• КРАТКОЕ ЗАДАНИЕ A:
Ответьте на вопросы по отрывку о Шанхае и пометьте ответы так же, как вопросы.
(i) Сколько лет в среднем выдерживал на своей работе шанхайский рикша?
(ii) Каким по величине городом мира был Шанхай в 1934 году?
(iii) В каком году «Манифест коммунистической партии» перевели на китайский?
• КРАТКОЕ ЗАДАНИЕ B: Перепишите дословно фрагмент отрывка о Шанхае, начиная со слов «На других работах» и заканчивая словами «названием Flying Star.».

• ОТРЫВОК:
..............................

На других работах людей просто вгоняли в могилу непосильными нагрузками. В 1934 году средняя продолжительность жизни китайца в Шанхае составляла двадцать семь лет20. Шанхайский рикша выдерживал на этом поприще в среднем четыре года21. Официальные требования к рикшам, работавшим в Международном сеттльменте, гласили: «Работник должен быть сильным и здоровым… извозом не имеют права заниматься употребляющие опиум, пожилые или грязные кули»22. Такой вот порочный круг: измотавшись за несколько лет работы, рикши лишались заработка, поскольку уже не могли считаться «сильными и здоровыми». Они нередко умирали от физического истощения прямо на улицах Шанхая, получали всего десять центов в день и даже не владели своими тележками23. Вершиной пирамиды недобросовестных подрядчиков и субподрядчиков была процветающая французская компания под названием Flying Star.

Жестокость и эксплуатация могли восприниматься как норма на далеких колониальных задворках – на карибской плантации сахарного тростника или на каучуковой ферме в дебрях Юго-Восточной Азии. Но здесь, в одном из крупнейших городов мира, они вызывали оторопь и возмущение. В 1934 году Шанхай с населением 3 350 570 человек – шестой по величине город мира24. Больше были только Лондон, Нью-Йорк, Токио, Берлин и Чикаго. Однако в Шанхае на каждом шагу встречались жуткие реалии, которые в других городах либо давно остались в прошлом, либо, как рикши, и вовсе никогда не существовали. Китайский мегаполис был и одним из самых густонаселенных городов мира: на каждом квадратном километре здесь жило в среднем порядка 150 тысяч человек, тогда как максимум плотности населения на Манхэттене составлял в это время около 170 тысяч25. При этом если в XIX веке самыми густонаселенными районами Манхэттена были малоэтажные кварталы бедноты, к 1930-м годам больше всего людей на квадратный километр приходилось там в районах высотной застройки, где дорогие квартиры были оборудованы по последнему слову техники. Плотность же населения Шанхая росла за счет трущоб, уровень убожества в которых был неведом даже Манхэттену предшествующего столетия.

Пропасть между бедными и богатыми сделала Шанхай настоящим рассадником коммунистических ячеек, которые множились тут начиная с 1920-х годов. По-настоящему актуальной для Шанхая коммунистическую доктрину сделал Ленин, который трансформировал марксизм из политической теории, рассчитанной на промышленных рабочих передовых капиталистических метрополий, в руководство к действию для интеллектуальной элиты и немногочисленного рабочего класса развивающихся стран. Характерно, что «Манифест коммунистической партии», опубликованный Марксом в 1848 году, был переведен на китайский только в 1920-м – после Октябрьской революции. И тем не менее, несмотря на весь европоцентризм «Манифеста», благодаря признанию Марксом преображающей силы капитализма, его восхищенной констатации зарождения глобальной культуры и яростному возмущению эксплуатацией обнищавших масс, в переводе на китайский брошюра читалась так, будто покойный философ вел прямой репортаж прямо из Шанхая индустриальной эпохи.

..............................

• СОБРАННЫЕ МАТЕРИАЛЫ:

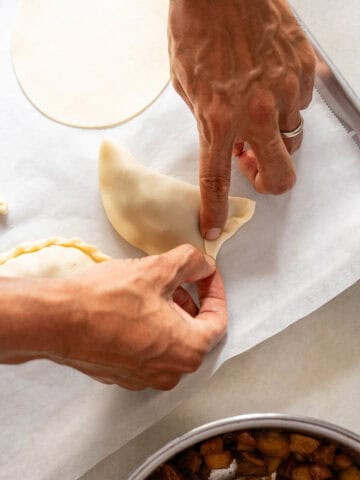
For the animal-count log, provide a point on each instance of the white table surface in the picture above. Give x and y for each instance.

..............................

• ПИСЬМЕННЫЙ ОТВЕТ A:
(i) Четыре года.
(ii) Шестым.
(iii) В 1920 году.

• ПИСЬМЕННЫЙ ОТВЕТ B:
На других работах людей просто вгоняли в могилу непосильными нагрузками. В 1934 году средняя продолжительность жизни китайца в Шанхае составляла двадцать семь лет20. Шанхайский рикша выдерживал на этом поприще в среднем четыре года21. Официальные требования к рикшам, работавшим в Международном сеттльменте, гласили: «Работник должен быть сильным и здоровым… извозом не имеют права заниматься употребляющие опиум, пожилые или грязные кули»22. Такой вот порочный круг: измотавшись за несколько лет работы, рикши лишались заработка, поскольку уже не могли считаться «сильными и здоровыми». Они нередко умирали от физического истощения прямо на улицах Шанхая, получали всего десять центов в день и даже не владели своими тележками23. Вершиной пирамиды недобросовестных подрядчиков и субподрядчиков была процветающая французская компания под названием Flying Star.